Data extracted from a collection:
Content starts
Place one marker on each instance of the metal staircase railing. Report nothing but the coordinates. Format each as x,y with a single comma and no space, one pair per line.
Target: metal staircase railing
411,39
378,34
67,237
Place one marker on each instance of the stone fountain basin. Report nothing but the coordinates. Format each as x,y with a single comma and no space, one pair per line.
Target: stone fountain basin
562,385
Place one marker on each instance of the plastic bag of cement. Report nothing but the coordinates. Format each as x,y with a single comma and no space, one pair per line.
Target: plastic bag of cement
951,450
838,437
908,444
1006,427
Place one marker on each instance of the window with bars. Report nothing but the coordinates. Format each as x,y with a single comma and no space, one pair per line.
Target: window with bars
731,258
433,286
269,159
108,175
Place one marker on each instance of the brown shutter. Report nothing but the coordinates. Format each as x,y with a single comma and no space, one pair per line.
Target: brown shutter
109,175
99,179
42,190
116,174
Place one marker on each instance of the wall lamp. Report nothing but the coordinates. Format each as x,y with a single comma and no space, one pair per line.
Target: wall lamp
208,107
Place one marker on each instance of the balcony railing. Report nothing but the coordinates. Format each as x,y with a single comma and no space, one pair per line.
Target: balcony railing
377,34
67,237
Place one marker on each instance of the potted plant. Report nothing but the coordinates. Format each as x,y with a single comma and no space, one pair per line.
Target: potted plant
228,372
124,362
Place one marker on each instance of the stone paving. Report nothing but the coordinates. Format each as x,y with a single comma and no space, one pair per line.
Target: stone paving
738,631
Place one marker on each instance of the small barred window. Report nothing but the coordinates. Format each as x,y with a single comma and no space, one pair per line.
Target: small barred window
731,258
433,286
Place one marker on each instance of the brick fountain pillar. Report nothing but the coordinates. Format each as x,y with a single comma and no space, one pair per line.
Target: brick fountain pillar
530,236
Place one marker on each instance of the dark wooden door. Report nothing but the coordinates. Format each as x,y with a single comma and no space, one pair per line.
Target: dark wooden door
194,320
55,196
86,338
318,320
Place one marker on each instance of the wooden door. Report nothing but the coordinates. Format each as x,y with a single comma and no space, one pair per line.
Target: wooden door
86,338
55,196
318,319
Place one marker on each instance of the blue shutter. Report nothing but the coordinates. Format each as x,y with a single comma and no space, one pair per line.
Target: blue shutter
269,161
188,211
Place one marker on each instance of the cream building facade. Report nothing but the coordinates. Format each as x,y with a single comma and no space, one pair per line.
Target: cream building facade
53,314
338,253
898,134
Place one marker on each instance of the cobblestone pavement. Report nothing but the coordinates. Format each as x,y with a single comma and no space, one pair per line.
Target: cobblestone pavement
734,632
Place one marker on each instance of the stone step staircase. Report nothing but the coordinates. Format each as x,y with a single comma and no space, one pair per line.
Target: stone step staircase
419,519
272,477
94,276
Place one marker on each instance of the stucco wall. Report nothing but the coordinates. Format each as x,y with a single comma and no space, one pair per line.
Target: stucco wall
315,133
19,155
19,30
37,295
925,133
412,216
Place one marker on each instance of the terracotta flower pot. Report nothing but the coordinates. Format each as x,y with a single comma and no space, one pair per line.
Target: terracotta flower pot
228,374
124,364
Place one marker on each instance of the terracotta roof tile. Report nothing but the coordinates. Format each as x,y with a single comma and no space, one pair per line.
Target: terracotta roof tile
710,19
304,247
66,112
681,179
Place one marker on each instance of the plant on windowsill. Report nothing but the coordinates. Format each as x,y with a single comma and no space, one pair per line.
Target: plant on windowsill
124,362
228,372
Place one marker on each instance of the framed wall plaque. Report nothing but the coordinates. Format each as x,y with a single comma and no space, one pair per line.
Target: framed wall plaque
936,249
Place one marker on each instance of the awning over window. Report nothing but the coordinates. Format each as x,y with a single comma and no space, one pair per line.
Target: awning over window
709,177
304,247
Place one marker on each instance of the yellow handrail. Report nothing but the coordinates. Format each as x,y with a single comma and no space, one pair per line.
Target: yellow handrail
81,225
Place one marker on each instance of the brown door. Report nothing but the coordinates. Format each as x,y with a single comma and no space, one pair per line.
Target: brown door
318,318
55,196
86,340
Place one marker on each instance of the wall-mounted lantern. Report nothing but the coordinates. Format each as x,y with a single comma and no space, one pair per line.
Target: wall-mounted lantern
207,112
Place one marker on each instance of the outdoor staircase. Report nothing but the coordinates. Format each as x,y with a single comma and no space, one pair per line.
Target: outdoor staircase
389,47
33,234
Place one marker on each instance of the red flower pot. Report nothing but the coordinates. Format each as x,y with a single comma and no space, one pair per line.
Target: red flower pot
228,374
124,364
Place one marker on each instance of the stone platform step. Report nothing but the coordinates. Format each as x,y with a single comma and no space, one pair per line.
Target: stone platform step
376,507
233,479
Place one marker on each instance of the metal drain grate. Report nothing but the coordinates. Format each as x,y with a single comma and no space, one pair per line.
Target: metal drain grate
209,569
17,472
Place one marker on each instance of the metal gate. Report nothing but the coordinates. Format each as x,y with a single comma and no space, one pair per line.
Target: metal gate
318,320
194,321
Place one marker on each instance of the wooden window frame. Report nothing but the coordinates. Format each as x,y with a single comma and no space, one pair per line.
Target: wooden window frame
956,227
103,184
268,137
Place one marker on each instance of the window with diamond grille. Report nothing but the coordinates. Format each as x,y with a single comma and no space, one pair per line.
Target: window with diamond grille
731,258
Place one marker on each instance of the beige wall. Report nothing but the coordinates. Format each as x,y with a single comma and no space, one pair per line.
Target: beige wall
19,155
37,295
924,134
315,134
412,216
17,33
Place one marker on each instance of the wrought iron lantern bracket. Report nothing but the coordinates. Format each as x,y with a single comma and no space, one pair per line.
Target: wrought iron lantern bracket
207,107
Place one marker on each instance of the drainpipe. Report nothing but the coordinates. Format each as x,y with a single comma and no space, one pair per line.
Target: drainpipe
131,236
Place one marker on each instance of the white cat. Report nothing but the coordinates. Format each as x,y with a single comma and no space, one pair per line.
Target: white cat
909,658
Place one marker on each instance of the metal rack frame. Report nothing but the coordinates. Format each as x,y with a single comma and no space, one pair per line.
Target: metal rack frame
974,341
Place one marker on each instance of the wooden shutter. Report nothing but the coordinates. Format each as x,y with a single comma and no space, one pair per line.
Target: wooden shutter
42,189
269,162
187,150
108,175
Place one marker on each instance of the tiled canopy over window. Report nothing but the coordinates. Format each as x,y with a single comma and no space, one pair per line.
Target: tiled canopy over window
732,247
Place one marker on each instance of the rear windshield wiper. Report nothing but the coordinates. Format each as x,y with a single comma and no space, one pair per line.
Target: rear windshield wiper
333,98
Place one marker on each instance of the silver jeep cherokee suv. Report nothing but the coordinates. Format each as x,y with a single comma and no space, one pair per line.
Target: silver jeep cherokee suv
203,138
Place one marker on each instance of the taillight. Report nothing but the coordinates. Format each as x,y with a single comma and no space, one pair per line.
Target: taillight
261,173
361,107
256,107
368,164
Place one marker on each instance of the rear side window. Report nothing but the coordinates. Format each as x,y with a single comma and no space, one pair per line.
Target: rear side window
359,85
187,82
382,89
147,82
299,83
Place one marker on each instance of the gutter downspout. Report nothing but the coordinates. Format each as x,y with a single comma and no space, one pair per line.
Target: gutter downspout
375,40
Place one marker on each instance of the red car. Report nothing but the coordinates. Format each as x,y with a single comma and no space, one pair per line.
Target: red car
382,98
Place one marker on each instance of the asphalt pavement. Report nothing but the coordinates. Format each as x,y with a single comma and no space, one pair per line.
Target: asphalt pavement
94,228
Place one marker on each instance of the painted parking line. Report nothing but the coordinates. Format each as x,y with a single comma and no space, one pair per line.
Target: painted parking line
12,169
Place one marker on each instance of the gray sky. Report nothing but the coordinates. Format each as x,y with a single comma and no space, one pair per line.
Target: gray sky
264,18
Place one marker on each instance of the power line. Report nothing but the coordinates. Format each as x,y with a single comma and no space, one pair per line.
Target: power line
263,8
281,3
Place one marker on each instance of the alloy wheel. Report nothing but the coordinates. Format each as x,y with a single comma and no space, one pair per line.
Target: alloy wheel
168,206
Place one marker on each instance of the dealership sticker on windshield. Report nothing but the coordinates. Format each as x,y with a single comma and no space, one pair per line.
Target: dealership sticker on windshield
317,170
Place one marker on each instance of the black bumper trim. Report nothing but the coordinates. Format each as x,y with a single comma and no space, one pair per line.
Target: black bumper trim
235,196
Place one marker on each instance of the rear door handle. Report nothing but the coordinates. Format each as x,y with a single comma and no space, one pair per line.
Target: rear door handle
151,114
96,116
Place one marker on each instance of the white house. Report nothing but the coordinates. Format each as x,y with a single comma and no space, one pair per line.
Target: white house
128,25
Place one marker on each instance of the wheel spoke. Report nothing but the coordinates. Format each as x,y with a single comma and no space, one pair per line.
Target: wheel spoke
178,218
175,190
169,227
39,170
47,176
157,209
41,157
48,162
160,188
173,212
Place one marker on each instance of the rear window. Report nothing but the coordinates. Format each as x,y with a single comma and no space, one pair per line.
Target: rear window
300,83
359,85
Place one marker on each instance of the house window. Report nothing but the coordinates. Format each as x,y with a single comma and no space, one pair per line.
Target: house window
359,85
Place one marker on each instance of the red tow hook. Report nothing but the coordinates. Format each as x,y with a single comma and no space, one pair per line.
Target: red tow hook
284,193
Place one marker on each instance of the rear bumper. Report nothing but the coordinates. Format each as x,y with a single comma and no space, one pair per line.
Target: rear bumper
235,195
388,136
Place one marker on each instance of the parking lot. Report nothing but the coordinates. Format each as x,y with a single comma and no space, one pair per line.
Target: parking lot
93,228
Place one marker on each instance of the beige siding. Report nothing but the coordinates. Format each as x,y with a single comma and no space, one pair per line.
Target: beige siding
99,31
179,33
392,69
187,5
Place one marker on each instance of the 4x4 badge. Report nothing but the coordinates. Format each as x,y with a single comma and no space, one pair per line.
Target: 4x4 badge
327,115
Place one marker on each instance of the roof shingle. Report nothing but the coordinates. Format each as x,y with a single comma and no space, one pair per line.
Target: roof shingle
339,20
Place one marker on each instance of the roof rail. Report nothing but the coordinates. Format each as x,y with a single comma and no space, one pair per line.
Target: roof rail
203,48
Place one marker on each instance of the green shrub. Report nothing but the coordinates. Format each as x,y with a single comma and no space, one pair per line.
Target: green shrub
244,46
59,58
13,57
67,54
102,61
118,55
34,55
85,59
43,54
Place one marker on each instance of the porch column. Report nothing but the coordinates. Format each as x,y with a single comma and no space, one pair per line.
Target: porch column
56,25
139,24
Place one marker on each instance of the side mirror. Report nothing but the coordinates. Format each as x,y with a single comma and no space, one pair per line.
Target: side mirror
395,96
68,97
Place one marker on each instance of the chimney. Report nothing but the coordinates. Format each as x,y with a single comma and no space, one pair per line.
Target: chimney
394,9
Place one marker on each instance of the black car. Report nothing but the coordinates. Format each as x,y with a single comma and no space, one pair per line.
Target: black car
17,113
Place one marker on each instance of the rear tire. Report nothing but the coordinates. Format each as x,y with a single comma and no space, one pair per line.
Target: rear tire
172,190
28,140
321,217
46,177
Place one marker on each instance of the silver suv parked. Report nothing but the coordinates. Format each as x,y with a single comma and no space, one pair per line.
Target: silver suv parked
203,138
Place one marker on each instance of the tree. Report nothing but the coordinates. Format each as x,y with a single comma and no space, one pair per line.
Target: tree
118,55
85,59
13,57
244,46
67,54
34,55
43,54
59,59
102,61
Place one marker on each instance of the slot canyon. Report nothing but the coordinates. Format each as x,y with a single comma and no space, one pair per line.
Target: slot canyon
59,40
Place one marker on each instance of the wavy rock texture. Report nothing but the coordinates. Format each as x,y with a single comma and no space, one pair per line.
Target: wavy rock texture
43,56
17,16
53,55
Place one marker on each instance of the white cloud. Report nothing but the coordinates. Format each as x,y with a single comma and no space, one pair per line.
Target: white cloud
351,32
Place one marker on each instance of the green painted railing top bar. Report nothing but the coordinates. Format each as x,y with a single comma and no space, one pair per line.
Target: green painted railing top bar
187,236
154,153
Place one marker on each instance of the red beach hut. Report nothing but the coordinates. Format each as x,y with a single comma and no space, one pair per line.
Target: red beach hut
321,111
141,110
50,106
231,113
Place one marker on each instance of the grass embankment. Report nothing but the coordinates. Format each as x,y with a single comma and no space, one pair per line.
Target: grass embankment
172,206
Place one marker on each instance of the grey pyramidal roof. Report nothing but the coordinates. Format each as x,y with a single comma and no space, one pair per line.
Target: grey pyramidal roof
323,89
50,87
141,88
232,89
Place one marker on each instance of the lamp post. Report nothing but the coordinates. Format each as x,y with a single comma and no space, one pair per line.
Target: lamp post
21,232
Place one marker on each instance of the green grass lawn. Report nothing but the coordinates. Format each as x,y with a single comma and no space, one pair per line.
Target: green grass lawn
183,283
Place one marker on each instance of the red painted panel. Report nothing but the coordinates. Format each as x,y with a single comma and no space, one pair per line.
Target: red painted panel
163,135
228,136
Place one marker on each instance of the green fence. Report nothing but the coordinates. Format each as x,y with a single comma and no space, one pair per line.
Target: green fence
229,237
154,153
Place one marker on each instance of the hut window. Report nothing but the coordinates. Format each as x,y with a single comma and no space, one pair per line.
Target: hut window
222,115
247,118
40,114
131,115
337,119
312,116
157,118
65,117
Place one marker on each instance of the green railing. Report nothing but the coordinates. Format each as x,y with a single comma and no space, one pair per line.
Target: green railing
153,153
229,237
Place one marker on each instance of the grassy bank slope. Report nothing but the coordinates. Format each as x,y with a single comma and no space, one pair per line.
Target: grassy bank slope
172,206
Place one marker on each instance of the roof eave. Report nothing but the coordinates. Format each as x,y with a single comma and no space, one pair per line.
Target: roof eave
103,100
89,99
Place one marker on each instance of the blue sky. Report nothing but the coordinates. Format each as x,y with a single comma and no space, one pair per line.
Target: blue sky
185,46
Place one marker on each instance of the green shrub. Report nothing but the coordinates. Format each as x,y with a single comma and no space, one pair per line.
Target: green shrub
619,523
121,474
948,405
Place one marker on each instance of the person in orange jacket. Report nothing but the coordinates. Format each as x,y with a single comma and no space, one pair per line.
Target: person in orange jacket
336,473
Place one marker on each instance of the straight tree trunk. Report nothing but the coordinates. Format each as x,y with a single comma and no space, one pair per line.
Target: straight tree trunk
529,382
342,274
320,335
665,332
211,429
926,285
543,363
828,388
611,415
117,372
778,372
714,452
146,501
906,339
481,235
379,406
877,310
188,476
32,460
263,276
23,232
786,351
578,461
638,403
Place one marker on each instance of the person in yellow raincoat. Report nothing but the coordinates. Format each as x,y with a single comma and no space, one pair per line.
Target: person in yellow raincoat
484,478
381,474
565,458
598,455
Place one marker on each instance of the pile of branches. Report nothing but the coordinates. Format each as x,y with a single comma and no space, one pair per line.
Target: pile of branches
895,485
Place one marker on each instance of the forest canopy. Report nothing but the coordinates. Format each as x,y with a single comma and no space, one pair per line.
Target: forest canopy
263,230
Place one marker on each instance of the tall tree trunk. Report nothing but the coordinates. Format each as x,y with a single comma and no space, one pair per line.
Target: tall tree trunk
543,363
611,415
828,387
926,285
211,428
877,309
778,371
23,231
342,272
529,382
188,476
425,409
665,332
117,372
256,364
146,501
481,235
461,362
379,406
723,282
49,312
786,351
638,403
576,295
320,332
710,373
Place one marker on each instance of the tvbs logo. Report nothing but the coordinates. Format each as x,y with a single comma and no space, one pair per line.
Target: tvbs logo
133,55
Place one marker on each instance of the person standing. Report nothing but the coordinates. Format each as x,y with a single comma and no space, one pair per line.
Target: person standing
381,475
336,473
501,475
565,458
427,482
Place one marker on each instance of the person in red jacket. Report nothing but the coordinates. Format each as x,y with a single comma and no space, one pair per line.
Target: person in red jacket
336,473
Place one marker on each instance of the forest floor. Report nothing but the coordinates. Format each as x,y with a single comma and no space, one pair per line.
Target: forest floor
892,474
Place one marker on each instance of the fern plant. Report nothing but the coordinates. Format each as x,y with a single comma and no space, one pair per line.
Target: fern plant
Content ends
ASSIGNMENT: Check all the records above and select each line where the string "fern" is found.

SOLUTION FOR THIS PROBLEM:
Place one marker on each instance of the fern plant. Report nothing but the coordinates. Format each as x,y with a single comma and no space, one pair per line.
Target: fern plant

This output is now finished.